_What you are asked to do_.
Pull out every line from the start of the listing through the line containing "(81, 45), (100, 79)", including both ends, and copy them word for word.

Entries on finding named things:
────────

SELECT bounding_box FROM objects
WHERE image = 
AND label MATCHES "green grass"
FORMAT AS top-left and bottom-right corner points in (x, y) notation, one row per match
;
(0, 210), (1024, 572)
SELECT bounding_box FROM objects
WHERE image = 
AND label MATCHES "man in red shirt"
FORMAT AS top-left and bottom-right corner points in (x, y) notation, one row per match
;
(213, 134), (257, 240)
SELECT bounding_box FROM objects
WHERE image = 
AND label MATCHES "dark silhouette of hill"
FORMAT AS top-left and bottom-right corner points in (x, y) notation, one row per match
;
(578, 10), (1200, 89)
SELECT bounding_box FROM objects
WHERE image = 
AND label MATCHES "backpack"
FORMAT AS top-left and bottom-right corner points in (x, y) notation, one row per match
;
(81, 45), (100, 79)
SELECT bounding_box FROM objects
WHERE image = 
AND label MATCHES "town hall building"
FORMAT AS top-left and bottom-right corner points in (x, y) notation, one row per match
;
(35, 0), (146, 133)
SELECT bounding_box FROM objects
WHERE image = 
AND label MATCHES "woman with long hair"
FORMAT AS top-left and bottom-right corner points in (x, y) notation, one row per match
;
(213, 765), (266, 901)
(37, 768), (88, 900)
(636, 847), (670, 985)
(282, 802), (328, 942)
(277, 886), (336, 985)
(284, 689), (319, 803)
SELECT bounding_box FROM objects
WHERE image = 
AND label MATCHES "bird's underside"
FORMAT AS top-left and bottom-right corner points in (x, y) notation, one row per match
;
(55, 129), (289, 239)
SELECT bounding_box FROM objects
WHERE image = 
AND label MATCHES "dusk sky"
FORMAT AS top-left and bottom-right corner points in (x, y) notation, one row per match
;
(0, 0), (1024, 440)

────────

_Full response_.
SELECT bounding_box FROM objects
WHERE image = 
AND label MATCHES "green grass"
FORMAT AS top-left and bottom-right corner points in (x, y) notation, one row per match
;
(0, 210), (1024, 572)
SELECT bounding_box FROM objects
WHERE image = 
AND label MATCHES "man in red shirt"
FORMAT AS top-left and bottom-right corner points in (x, y) notation, one row per match
;
(213, 134), (257, 240)
SELECT bounding_box FROM objects
WHERE image = 
AND label MATCHES "dark silhouette of hill"
FORMAT AS top-left and bottom-right corner points in (x, y) notation, one row per match
;
(578, 10), (1200, 89)
SELECT bounding_box FROM objects
WHERE image = 
AND label MATCHES "backpack"
FORMAT AS top-left and bottom-right corner points in (x, y) notation, one row per match
;
(81, 45), (100, 79)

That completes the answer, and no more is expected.